---- Data for this task

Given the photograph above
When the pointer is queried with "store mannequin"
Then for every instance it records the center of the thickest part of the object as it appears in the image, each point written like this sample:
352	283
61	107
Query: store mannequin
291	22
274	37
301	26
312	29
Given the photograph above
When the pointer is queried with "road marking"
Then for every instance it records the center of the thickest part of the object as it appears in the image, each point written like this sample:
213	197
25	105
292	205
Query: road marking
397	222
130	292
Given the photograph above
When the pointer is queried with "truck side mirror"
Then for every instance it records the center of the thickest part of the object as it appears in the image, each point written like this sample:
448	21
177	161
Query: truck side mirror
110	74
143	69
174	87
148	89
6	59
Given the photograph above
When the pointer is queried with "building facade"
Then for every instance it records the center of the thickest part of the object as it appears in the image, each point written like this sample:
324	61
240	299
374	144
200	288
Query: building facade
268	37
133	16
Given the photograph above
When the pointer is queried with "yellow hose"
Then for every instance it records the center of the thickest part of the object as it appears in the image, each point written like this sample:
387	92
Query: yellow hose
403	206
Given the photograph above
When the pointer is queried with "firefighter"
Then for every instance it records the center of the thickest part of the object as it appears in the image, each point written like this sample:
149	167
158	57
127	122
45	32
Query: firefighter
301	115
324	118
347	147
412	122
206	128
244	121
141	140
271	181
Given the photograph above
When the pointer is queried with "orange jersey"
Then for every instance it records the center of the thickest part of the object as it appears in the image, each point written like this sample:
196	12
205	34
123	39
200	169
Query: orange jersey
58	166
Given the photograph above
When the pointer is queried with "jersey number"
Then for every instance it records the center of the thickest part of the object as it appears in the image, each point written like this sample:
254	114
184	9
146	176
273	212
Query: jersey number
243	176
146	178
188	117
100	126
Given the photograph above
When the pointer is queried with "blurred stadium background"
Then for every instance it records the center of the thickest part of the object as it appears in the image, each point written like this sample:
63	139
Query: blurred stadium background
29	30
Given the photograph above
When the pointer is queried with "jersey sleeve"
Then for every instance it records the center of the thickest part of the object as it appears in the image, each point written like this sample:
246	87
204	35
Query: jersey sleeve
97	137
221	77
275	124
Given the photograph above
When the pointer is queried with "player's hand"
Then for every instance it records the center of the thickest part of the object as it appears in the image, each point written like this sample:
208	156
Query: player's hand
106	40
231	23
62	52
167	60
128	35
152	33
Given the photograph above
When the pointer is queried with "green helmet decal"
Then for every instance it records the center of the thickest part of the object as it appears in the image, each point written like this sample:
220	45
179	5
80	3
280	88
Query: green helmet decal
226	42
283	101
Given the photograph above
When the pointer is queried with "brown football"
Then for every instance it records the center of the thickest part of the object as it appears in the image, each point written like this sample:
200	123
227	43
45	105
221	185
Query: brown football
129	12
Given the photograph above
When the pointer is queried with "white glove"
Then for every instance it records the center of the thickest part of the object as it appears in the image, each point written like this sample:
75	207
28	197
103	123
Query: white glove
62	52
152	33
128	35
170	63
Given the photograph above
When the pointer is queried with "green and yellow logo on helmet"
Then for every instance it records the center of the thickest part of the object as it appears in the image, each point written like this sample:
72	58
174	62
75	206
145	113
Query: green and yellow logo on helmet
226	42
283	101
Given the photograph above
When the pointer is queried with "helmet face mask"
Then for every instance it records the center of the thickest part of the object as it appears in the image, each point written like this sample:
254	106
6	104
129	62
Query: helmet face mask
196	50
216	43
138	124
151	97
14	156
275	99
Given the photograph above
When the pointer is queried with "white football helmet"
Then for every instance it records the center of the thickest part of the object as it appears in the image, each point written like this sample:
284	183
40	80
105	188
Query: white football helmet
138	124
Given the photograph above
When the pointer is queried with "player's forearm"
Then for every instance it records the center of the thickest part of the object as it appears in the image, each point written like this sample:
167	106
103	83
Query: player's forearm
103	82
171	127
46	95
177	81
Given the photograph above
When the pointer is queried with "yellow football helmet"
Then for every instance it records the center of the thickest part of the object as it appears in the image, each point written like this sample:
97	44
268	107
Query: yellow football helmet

--------

• **Directions**
Reproduce the listing above verbatim, from first line to last.

• **Reply to the task**
Given the photograph above
When the pointer is queried with "store mannequin"
Then for every instance it records the center of the thickest part of the object as it appears in the image, each point written like this sample:
352	283
61	107
Query: store mannequin
291	22
274	37
301	26
312	29
Given the photograph above
When the pointer is queried with "road marking"
Then for every instance it records the center of the thickest part of the object as it appears in the image, each point written like this sample:
213	197
25	105
292	205
Query: road marking
397	222
130	292
Given the photograph above
When the pointer is queried with "truck side mirror"
Then for every instance it records the center of the thickest part of the object as it appears in the image, each point written like this sample:
448	21
177	161
Query: truck side mirror
110	74
143	69
174	87
148	89
6	59
Given the photograph above
When the pointer is queried with "building facade"
Then for every instance it records the center of the thickest part of the object as it appears in the image, each point written like this sample:
324	61
240	299
374	144
200	288
Query: building facade
268	37
133	16
Given the photograph above
When the pointer is queried with "yellow hose"
Then for every instance it records the center of the thickest part of the object as it appears in the image, each point written like this sample:
387	92
Query: yellow hose
403	206
Given the photograph above
When the pointer is queried with "firefighter"
Then for every instance it records the center of the thickest part of the object as it appears in the image, each point written like this sample:
149	167
158	57
127	122
45	32
Query: firefighter
301	115
324	118
347	147
412	122
206	128
244	121
141	140
271	181
Given the photograph above
When the pointer is queried with "orange jersey"
Then for every instance it records the center of the thickest part of the object as it appears in the image, each point written like this sample:
196	12
205	34
123	39
200	169
Query: orange jersey
58	166
Given the photograph above
When the pointer is queried with "jersey number"
Then for every instance it records the center of the thickest part of the object as it appears in the image, each point written like this sample:
254	114
184	9
146	176
273	212
Query: jersey number
243	176
146	178
188	117
100	126
Given the photograph above
When the pointer is queried with "blurred stadium background"
Then for every instance it records the center of the thickest part of the object as it appears in the image, each point written like this sample:
63	139
Query: blurred stadium background
29	30
Given the photograph above
When the pointer is queried with "jersey sleeve"
Then for every instance it records the center of the thickest part of the object as it appears in the image, each point written like this sample:
246	87
204	35
Query: jersey sleeve
97	137
221	77
275	124
Given the photograph above
When the pointer is queried with "player's hand"
Then for every instance it records the center of the thickest part of the object as it appears in the image, each point written like this sample:
208	156
Query: player's hand
106	40
231	23
62	52
167	60
128	35
152	33
Given the photograph above
When the pointer is queried with "green helmet decal"
Then for every instance it records the center of the thickest part of the object as it appears in the image, each point written like this sample:
220	45
179	5
80	3
280	88
Query: green helmet decal
226	42
283	101
Given the photograph above
When the pointer is queried with "brown football"
Then for every instance it records the center of the thickest part of the object as it appears in the image, each point written like this sample:
200	123
227	43
45	105
221	185
Query: brown football
129	12
Given the photograph above
When the pointer is queried with "white glove"
Then for every instance it records the center of the thickest part of the object as it appears in the image, each point written like this sample:
75	207
28	197
103	123
Query: white glove
62	52
152	33
128	35
170	63
Given the photograph above
When the pointer is queried with "green and yellow logo on helmet"
Then for every instance it records the center of the thickest part of the object as it appears in the image, each point written like this sample:
72	58
174	62
75	206
145	113
Query: green and yellow logo on helmet
226	42
283	101
Given the photograph above
When the pointer is queried with "helmet face mask"
Then for every instance it records the center of the thickest part of the object as it appears in the image, each point written like this sample:
254	106
6	104
129	62
Query: helmet face mask
196	50
216	43
138	124
151	97
14	156
275	99
Given the photograph above
When the pointer is queried with "white football helmet"
Then for every instance it records the center of the thickest part of the object as it appears in the image, each point written like this sample:
284	183
40	80
105	188
Query: white football helmet
138	124
Given the photograph above
When the pointer is queried with "player's forearm"
Then for every instance it records the center of the thickest part of the object as it appears in the image, each point written like this sample:
167	106
103	83
Query: player's forearm
103	82
171	127
46	95
177	81
Given the photograph above
When the pointer is queried with "yellow football helmet"
Then for every instance it records the center of the thickest part of the object as it appears in the image, each point written like this sample:
97	44
268	107
Query: yellow football helmet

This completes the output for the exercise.